### WRITTEN INSTRUCTION:
Filter the rows below and copy out every line that contains the string "with". The match is case-sensitive.

### INPUT DATA:

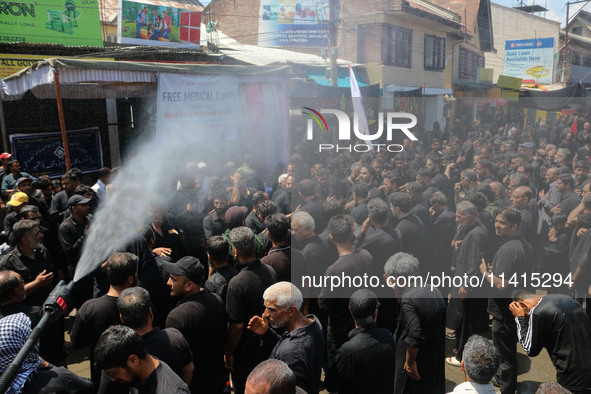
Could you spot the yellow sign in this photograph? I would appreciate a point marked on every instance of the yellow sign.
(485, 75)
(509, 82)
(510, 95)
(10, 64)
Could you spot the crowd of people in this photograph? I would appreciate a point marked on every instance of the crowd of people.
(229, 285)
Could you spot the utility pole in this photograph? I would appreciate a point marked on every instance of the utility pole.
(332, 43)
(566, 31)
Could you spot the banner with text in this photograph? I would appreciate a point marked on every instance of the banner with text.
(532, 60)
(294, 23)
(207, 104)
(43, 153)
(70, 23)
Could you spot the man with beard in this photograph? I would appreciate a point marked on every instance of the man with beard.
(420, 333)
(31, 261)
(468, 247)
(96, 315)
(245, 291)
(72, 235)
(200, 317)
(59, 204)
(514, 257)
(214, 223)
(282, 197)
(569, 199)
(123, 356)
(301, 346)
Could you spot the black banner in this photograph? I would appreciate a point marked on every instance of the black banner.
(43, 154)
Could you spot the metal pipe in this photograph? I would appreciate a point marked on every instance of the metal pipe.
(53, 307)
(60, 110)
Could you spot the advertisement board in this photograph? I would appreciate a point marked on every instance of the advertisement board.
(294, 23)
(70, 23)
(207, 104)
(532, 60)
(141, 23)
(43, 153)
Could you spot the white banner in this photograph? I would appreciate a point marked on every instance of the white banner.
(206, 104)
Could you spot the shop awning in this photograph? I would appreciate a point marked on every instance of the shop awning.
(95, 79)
---
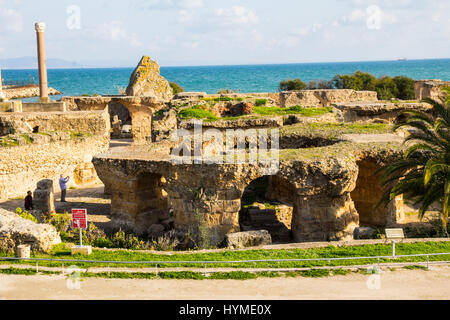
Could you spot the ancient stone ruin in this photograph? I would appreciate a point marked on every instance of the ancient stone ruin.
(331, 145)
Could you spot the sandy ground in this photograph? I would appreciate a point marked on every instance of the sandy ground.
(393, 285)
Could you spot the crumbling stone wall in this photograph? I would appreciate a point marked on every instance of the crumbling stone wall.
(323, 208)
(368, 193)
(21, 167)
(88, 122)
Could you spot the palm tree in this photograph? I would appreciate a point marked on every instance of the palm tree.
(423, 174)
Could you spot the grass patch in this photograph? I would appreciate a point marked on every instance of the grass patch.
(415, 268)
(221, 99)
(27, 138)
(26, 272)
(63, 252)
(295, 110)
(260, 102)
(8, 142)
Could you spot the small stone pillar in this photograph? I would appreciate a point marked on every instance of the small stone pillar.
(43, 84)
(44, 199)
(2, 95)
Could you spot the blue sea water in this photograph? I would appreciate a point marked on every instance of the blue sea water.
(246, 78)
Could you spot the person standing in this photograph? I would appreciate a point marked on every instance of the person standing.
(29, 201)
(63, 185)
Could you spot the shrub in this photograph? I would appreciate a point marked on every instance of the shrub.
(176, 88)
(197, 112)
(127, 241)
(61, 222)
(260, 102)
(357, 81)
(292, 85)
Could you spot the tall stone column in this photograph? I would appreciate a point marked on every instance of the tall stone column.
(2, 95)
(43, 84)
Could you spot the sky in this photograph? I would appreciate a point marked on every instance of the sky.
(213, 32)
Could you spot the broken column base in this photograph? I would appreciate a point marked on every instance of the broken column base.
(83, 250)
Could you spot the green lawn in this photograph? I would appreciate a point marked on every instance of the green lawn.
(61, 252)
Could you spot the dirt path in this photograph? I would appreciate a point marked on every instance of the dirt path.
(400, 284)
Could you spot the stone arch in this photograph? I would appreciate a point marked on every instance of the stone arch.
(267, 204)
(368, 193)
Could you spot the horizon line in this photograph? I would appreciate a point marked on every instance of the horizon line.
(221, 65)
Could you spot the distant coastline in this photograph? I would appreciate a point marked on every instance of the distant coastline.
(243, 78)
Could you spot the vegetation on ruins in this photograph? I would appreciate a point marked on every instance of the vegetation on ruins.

### TASK ANSWER:
Could you spot the banner with text in this photograph? I would appreciate a point marked on every instance of the banner with text.
Could you spot the man with beard in this photograph? I would appreciate a point marked on every instance of the man with beard.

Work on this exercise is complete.